*** Opening of Task inputs ***

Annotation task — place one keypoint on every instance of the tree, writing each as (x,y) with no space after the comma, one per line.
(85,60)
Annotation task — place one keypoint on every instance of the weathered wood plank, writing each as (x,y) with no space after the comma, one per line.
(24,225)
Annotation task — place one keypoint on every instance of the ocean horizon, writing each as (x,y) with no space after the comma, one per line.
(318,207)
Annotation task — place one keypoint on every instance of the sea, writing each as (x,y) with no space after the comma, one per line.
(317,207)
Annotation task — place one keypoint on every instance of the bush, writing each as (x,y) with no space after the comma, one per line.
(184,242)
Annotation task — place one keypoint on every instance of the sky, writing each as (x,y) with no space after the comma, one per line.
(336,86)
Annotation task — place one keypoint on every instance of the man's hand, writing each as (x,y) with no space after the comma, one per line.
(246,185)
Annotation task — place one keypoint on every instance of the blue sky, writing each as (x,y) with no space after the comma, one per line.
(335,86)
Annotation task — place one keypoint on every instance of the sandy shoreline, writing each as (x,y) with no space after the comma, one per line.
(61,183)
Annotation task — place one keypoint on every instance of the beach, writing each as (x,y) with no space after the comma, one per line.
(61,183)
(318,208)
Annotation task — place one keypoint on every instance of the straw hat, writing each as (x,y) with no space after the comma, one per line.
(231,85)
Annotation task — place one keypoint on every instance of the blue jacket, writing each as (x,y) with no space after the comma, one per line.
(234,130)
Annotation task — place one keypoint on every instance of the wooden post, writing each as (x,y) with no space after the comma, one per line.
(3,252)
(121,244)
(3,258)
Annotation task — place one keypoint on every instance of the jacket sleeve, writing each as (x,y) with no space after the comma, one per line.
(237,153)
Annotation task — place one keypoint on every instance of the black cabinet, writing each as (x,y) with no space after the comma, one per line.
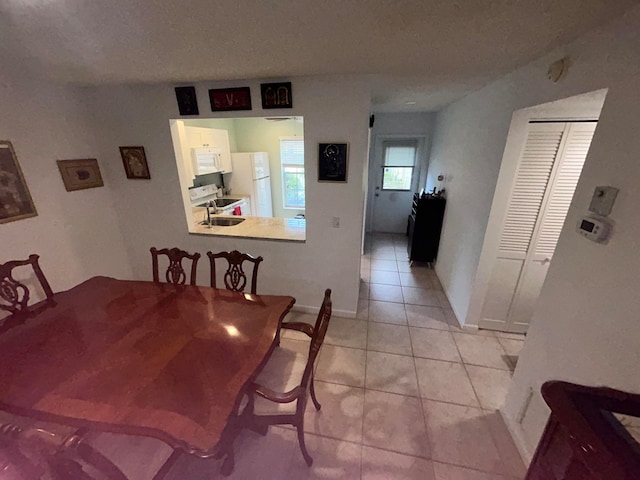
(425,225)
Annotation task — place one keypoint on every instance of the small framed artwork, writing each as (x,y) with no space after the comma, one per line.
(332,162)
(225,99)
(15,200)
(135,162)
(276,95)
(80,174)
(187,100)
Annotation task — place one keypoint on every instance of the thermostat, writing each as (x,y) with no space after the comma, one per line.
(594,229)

*** Close of Task inputs ***

• Work order
Please reproduce verbatim the lines from the line with "of the sandy" through the final line of the listing, inclusive of both ends. Omit all pictures.

• Answer space
Annotation task — place one keypoint on every instance of the sandy shoreline, writing each as (x,y) with no space after the comma, one per line.
(61,183)
Annotation task — place one keypoint on every instance of the beach, writing each as (x,y) with no space after the comma, one per line.
(61,183)
(318,208)
Annotation task — place one keypoint on every instance of the straw hat, writing each as (x,y) with no space after the comma, one per line.
(231,85)
Annotation task — place one keypoint on every instance of the blue jacket, writing each as (x,y) with no space after the comma, one per line.
(234,130)
Annotation task — place one keypoint on every instance of the wooden post, writing each as (x,y) with no space after the comma, one per line.
(3,252)
(121,244)
(3,258)
Annotation task — place one keypoint on every instance of the jacket sleeve, writing each as (x,y) with no space after the comma, one per line.
(237,153)
Annotation task — place one keypoint on every instance of the black cabinet, writing each as (x,y) with no space after the comma, one per line.
(425,225)
Annotation task — place one keypoint on every instance of the small framed artwork, writing each as (x,y) with no space after the comma, one per line.
(332,162)
(225,99)
(15,200)
(135,162)
(276,95)
(80,174)
(187,100)
Annotation task — place one keypoint on every instance of the thermostat, writing each as (x,y) with no space after the comma, one per line.
(594,229)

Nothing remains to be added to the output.